Write out the passage below on bank investment cycles word for word, from "She gave as" to "Rp 63.9 trillion.".

DOCUMENT SEGMENT:
━━━━━━━━━━━━━━━━━━━━
There are always cycles in bank investment, especially because, unlike in other sectors, the banking sector does not stand alone but depends upon many things, particularly a country’s macro-economic condition.

All this poses a challenge to bank managers, including Meliana Sutikno, the retail banking head of Citibank who always strives to introduce innovative products. “In view of increasingly tougher competition, we must offer the best,” she noted.

She gave as an example of when fuel prices in October saw an average increase of 126 percent, followed by a weakening of the rupiah against the U.S. dollar and a rise in interest rates, investors made their own calculations to quickly determine their investment strategies.

At that time people were redeeming their mutual funds in droves. Capital Market Supervisory Board (Bapepam) data show that redemptions as per August 2005 stood at Rp 27.2 trillion (US$2.93 billion), while the total funds redeemed in the following three months totaled Rp 63.9 trillion.

Every manager must have been troubled by the situation. The flow of investment seemed unpredictable. But, in fact, it is precisely in this kind of situation that a bank can cash in on the opportunities available. The funds from the redeemed mutual funds went to the money market, namely bank deposits and foreign exchange.
━━━━━━━━━━━━━━━━━━━━
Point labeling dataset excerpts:
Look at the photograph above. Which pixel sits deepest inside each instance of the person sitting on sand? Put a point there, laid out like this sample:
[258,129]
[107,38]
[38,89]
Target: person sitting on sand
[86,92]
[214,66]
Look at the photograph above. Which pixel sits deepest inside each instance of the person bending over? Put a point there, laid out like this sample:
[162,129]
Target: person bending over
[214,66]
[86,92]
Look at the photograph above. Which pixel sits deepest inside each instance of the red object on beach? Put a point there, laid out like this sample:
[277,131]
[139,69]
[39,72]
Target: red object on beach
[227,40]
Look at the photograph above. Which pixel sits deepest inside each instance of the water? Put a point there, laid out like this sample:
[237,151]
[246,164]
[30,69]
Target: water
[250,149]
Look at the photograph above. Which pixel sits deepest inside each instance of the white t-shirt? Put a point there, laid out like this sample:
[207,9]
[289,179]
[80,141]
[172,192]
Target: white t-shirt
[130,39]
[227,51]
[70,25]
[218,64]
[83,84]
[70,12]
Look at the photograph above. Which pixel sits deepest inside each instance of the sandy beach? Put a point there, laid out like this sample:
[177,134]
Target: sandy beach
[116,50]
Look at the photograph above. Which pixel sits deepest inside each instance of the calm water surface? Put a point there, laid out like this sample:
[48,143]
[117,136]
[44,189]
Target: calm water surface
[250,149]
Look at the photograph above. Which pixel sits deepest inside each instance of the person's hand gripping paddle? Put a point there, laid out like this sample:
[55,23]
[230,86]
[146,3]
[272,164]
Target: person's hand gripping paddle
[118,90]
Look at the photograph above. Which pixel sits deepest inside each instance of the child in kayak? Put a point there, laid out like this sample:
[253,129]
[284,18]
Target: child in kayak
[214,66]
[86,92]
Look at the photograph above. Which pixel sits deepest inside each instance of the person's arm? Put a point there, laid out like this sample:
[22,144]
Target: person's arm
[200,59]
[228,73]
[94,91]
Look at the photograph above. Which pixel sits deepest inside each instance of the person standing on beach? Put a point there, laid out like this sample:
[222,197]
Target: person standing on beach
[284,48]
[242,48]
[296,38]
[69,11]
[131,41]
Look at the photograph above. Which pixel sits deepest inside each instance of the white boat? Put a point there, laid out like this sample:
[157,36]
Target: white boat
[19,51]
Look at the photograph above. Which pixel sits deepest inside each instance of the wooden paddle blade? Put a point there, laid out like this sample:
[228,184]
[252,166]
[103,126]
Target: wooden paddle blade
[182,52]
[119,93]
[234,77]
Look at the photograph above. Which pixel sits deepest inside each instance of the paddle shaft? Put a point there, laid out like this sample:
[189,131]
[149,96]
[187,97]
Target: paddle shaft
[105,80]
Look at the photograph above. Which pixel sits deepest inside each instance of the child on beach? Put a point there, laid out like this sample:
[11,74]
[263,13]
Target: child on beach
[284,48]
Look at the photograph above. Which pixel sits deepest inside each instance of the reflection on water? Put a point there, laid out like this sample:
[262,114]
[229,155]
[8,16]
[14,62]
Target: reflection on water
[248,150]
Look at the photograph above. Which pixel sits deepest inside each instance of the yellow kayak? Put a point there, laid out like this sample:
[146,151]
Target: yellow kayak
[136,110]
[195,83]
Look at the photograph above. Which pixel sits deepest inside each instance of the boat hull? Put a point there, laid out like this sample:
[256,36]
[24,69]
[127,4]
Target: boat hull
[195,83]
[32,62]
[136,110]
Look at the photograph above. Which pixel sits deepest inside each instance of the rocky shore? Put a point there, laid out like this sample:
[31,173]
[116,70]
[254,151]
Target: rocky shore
━━━━━━━━━━━━━━━━━━━━
EXERCISE ANSWER:
She gave as an example of when fuel prices in October saw an average increase of 126 percent, followed by a weakening of the rupiah against the U.S. dollar and a rise in interest rates, investors made their own calculations to quickly determine their investment strategies.

At that time people were redeeming their mutual funds in droves. Capital Market Supervisory Board (Bapepam) data show that redemptions as per August 2005 stood at Rp 27.2 trillion (US$2.93 billion), while the total funds redeemed in the following three months totaled Rp 63.9 trillion.